What is needed
Print the lines from the first one through the line holding "box: [494, 65, 600, 238]", both included, with no changes. Leave the pictures out.

(Supplied material)

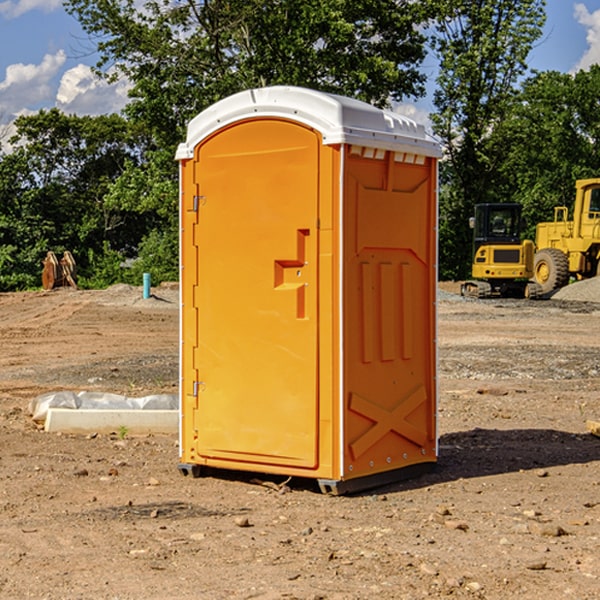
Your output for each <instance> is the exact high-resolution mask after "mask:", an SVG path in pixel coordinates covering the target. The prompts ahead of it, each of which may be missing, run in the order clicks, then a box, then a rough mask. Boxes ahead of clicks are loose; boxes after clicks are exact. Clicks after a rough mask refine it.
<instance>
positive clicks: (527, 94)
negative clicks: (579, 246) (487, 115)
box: [494, 65, 600, 238]
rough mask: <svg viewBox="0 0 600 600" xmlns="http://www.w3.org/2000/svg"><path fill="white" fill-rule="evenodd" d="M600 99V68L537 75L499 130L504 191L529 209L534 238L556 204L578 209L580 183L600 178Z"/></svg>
mask: <svg viewBox="0 0 600 600" xmlns="http://www.w3.org/2000/svg"><path fill="white" fill-rule="evenodd" d="M599 96H600V66H599V65H593V66H592V67H591V68H590V69H589V71H578V72H577V73H576V74H574V75H572V74H568V73H558V72H556V71H549V72H543V73H537V74H535V75H534V76H532V77H530V78H529V79H527V80H526V81H525V82H524V83H523V86H522V90H521V92H520V93H519V95H518V97H517V98H516V102H515V103H514V105H513V108H512V110H511V112H510V113H509V114H508V115H507V116H506V118H505V119H504V120H503V121H502V123H501V124H499V126H498V127H496V129H495V135H494V145H495V148H494V152H495V153H502V155H503V157H504V158H503V161H502V163H501V165H500V166H499V168H498V174H499V177H500V178H501V180H502V182H503V184H502V187H503V189H502V188H501V189H500V193H501V194H502V195H505V196H507V197H509V196H510V197H512V199H513V200H514V201H516V202H520V203H521V204H522V205H523V207H524V214H525V216H526V218H527V222H528V224H529V227H528V231H527V236H528V237H530V238H533V237H534V236H535V224H536V223H538V222H540V221H548V220H552V219H553V208H554V207H555V206H567V207H570V206H571V205H572V202H573V199H574V197H575V180H576V179H585V178H588V177H598V176H600V172H599V171H598V165H599V164H600V106H599V105H598V101H597V99H598V97H599Z"/></svg>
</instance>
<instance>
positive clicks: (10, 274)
mask: <svg viewBox="0 0 600 600" xmlns="http://www.w3.org/2000/svg"><path fill="white" fill-rule="evenodd" d="M15 126H16V129H17V133H16V135H15V136H13V138H12V139H11V140H10V141H11V144H12V145H13V146H14V150H13V152H11V153H10V154H7V155H5V156H3V157H2V158H1V159H0V247H2V253H1V256H0V288H2V289H12V288H14V287H17V288H23V287H30V286H31V285H36V284H39V274H40V273H41V260H42V258H43V257H44V256H45V254H46V252H47V251H48V250H53V251H55V252H62V251H64V250H70V251H71V252H73V254H74V255H75V257H76V260H77V263H78V265H79V266H80V267H81V271H82V272H83V274H84V276H85V275H86V271H87V270H88V267H89V264H88V263H89V260H88V257H89V256H90V252H91V253H92V254H94V253H96V254H98V253H100V254H102V253H103V252H104V249H105V247H109V248H112V249H113V250H117V251H118V252H119V253H120V255H121V256H122V257H125V256H127V253H128V252H129V253H132V252H135V249H136V247H137V246H138V245H139V244H140V242H141V240H142V239H143V237H144V235H145V234H146V233H147V232H148V231H149V230H150V229H151V226H150V225H151V224H149V223H148V220H147V219H143V218H140V216H139V214H138V213H132V212H131V211H129V212H128V211H127V210H123V209H121V208H120V207H114V206H111V205H110V204H108V203H107V202H105V199H104V197H105V195H106V194H107V192H108V190H109V189H110V185H111V182H113V181H114V180H116V179H117V178H118V177H119V175H120V174H121V173H122V172H123V170H124V169H125V165H126V164H127V163H128V162H138V163H139V161H140V158H141V152H142V149H143V141H144V138H143V136H141V135H140V134H139V133H136V132H135V131H134V130H132V129H131V127H130V125H129V124H128V123H127V122H126V121H125V120H124V119H123V118H122V117H119V116H117V115H109V116H99V117H76V116H67V115H65V114H63V113H61V112H60V111H59V110H57V109H52V110H50V111H43V110H42V111H40V112H39V113H37V114H35V115H31V116H26V117H19V118H18V119H17V120H16V122H15ZM106 245H107V246H106ZM121 260H122V258H121Z"/></svg>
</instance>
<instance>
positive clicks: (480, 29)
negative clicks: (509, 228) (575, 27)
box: [432, 0, 545, 278]
mask: <svg viewBox="0 0 600 600" xmlns="http://www.w3.org/2000/svg"><path fill="white" fill-rule="evenodd" d="M544 8H545V0H494V1H492V0H476V1H473V0H440V14H441V15H442V18H440V19H438V20H437V22H436V27H435V28H436V36H435V38H434V40H433V45H434V49H435V51H436V53H437V55H438V57H439V60H440V74H439V76H438V79H437V85H438V87H437V89H436V91H435V93H434V104H435V106H436V113H435V114H434V115H433V116H432V120H433V123H434V131H435V133H436V134H437V135H438V136H440V138H441V140H442V142H443V144H444V146H445V150H446V159H447V160H446V163H445V164H444V165H443V166H442V171H441V176H442V184H443V186H442V191H443V193H442V195H441V198H440V208H441V210H440V219H441V220H440V247H441V251H440V272H441V275H442V276H443V277H451V278H464V277H465V276H466V275H467V274H468V265H469V264H470V250H471V236H470V232H469V229H468V217H469V216H471V215H472V210H473V205H474V204H476V203H477V202H490V201H497V200H499V199H500V197H499V194H498V192H497V189H498V188H497V187H496V181H497V173H498V168H499V165H500V164H501V162H502V160H503V156H502V153H499V152H495V151H494V150H497V149H498V148H499V146H498V145H497V144H494V143H492V140H493V137H494V131H495V129H496V128H497V127H498V125H499V124H500V123H502V121H503V119H505V118H506V116H507V114H508V113H509V112H510V110H511V107H512V105H513V102H514V96H515V91H516V86H517V84H518V82H519V79H520V78H521V77H522V76H523V74H524V73H525V72H526V71H527V62H526V60H527V55H528V54H529V51H530V50H531V47H532V44H533V43H534V42H535V40H536V39H538V38H539V37H540V35H541V32H542V26H543V24H544V21H545V11H544ZM502 199H503V198H502Z"/></svg>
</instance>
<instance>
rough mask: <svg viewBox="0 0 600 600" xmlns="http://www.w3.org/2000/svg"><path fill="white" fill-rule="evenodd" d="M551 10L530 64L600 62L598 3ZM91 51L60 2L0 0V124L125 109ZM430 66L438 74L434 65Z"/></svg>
mask: <svg viewBox="0 0 600 600" xmlns="http://www.w3.org/2000/svg"><path fill="white" fill-rule="evenodd" d="M547 14H548V19H547V24H546V28H545V35H544V38H543V39H542V40H540V42H539V43H538V45H537V46H536V48H535V49H534V50H533V52H532V53H531V55H530V66H531V68H533V69H537V70H550V69H551V70H557V71H562V72H572V71H575V70H577V69H579V68H587V67H589V65H590V64H592V63H596V62H598V63H600V0H547ZM89 50H90V46H89V43H88V42H87V41H86V37H85V35H84V34H83V32H82V31H81V28H80V27H79V24H78V23H77V21H76V20H75V19H74V18H73V17H71V16H70V15H68V14H67V13H66V12H65V11H64V9H63V8H62V2H61V0H0V124H6V123H9V122H10V121H12V120H13V119H14V117H15V116H16V115H19V114H26V113H28V112H34V111H37V110H38V109H40V108H50V107H53V106H57V107H59V108H61V109H62V110H64V111H65V112H67V113H76V114H91V115H95V114H102V113H109V112H113V111H118V110H119V109H120V108H122V106H123V105H124V103H125V102H126V93H127V84H126V82H121V83H120V84H115V85H112V86H108V85H106V84H104V83H102V82H98V81H97V80H95V78H93V77H92V76H91V73H90V70H89V67H90V65H92V64H93V63H94V62H95V57H94V56H93V55H90V53H89ZM424 68H425V70H426V72H429V74H430V75H431V79H433V77H434V71H435V66H434V65H433V64H429V65H428V64H427V63H426V64H425V65H424ZM430 87H431V86H430ZM403 108H407V109H408V110H407V111H406V112H407V113H410V112H412V113H413V115H414V116H415V118H416V119H417V120H420V117H421V118H423V117H424V115H426V113H427V111H428V110H431V108H432V107H431V101H430V99H428V98H426V99H424V100H422V101H420V102H419V103H418V104H417V106H416V108H413V109H412V110H411V108H410V107H403ZM403 112H404V111H403ZM0 137H1V136H0Z"/></svg>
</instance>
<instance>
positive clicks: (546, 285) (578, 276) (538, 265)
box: [534, 178, 600, 294]
mask: <svg viewBox="0 0 600 600" xmlns="http://www.w3.org/2000/svg"><path fill="white" fill-rule="evenodd" d="M575 190H576V193H575V204H574V206H573V219H572V220H568V213H569V211H568V208H567V207H566V206H557V207H555V208H554V221H552V222H548V223H538V225H537V227H536V236H535V245H536V254H535V260H534V280H535V281H536V282H537V283H538V284H539V286H540V287H541V290H542V294H548V293H550V292H552V291H553V290H556V289H558V288H561V287H563V286H565V285H567V283H569V280H570V278H571V277H574V278H576V279H587V278H589V277H595V276H596V275H598V273H599V266H600V178H597V179H580V180H578V181H577V182H576V184H575Z"/></svg>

(End Supplied material)

Your response
Your output for each <instance> is the exact high-resolution mask after "mask:", an SVG path in pixel coordinates covering the target. The prompts ahead of it, each of which may be missing, run in the order clicks, then a box, then a rough mask. Boxes ahead of clicks are loose; boxes after clicks are exact. Clicks after a rough mask refine it.
<instance>
positive clicks: (527, 94)
negative clicks: (579, 246) (487, 115)
box: [494, 65, 600, 238]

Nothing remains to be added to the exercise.